- TEXTE À LIRE -
☆ ☆ ☆ ☆

Aux Invalides s’entassent épileptiques, insensés, galeux, teigneux, ayant des fistules. « ‘‘J’irai à l’hôpital, s’écrie le pauvre Parisien ; mon père y est mort, j’y mourrai aussi’’ (…) Cruelle charité que celle de nos hôpitaux ! Fatal secours, appât trompeur et funeste ! Mort cent fois plus triste et plus affreuse que celle que l’indigent recevrait sous son toit, abandonné à lui-même et à la nature !2 ». Un siècle plus tard, en 1773, Jean-François Mamrontel déclare dans La Voix des Pauvres que 8000 malades meurent par an à l’Hôtel-Dieu et décrit « la puanteur, l’entassement des corps malades dans un même lit, les hardes emplies de vermine entassées dans les escaliers, les latrines encombrées de rats, les cris des accouchées, les bruits incessants venant des plaintes des malades »

Pour entrer à l’hôpital, il est souvent demandé des certificats de bonne conduite, d’attester de ses bonnes mœurs, de détenir un certificat de curé de paroisse où il est noté « il mérite par sa conduite d’être soigné et pris en considération3 ».

Les « pauvres mendiants » sont malgré tout très peu à vivre en hôpital. Moins de 5 % selon Christian Romon. La plupart vivent chez les logeurs, les aubergistes et marchands de vin. Ils seraient près de 40 000 en 1667 à Paris4. La plupart sont en guenilles, en haillons, sans chaussures, sans chemises. Une partie sont « infirmes » : aveugles, manchots, estropiés à cause des accidents du travail (à la ferme ou dans la construction), de la vieillesse, de la guerre. Une autre partie orphelin.

☆ ☆ ☆ ☆

- VOTRE OBJECTIF -
Extrayez mot pour mot du texte sur les hôpitaux de Paris tout ce qui va de « Pour entrer à » jusqu'à « autre partie orphelin. ».

☆ ☆ ☆ ☆

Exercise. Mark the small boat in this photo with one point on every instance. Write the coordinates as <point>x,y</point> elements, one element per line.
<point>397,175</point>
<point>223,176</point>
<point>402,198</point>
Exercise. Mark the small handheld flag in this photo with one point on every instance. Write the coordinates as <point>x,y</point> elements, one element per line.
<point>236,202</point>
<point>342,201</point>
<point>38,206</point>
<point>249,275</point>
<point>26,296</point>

☆ ☆ ☆ ☆

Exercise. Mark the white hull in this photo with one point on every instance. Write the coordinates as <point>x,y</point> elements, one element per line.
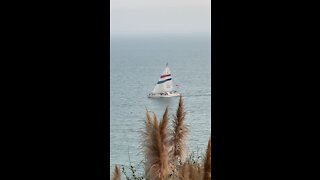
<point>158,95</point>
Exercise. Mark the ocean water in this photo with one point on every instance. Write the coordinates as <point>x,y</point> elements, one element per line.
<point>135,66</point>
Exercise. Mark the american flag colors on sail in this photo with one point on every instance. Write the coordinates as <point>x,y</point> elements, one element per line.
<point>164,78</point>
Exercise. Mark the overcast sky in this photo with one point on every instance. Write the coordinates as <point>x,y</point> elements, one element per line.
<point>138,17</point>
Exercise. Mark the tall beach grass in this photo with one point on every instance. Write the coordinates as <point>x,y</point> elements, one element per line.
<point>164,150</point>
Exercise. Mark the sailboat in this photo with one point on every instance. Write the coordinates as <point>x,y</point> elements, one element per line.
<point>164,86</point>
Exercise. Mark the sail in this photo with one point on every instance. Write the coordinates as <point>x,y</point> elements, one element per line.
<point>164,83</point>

☆ ☆ ☆ ☆

- RÉPONSE -
Pour entrer à l’hôpital, il est souvent demandé des certificats de bonne conduite, d’attester de ses bonnes mœurs, de détenir un certificat de curé de paroisse où il est noté « il mérite par sa conduite d’être soigné et pris en considération3 ».

Les « pauvres mendiants » sont malgré tout très peu à vivre en hôpital. Moins de 5 % selon Christian Romon. La plupart vivent chez les logeurs, les aubergistes et marchands de vin. Ils seraient près de 40 000 en 1667 à Paris4. La plupart sont en guenilles, en haillons, sans chaussures, sans chemises. Une partie sont « infirmes » : aveugles, manchots, estropiés à cause des accidents du travail (à la ferme ou dans la construction), de la vieillesse, de la guerre. Une autre partie orphelin.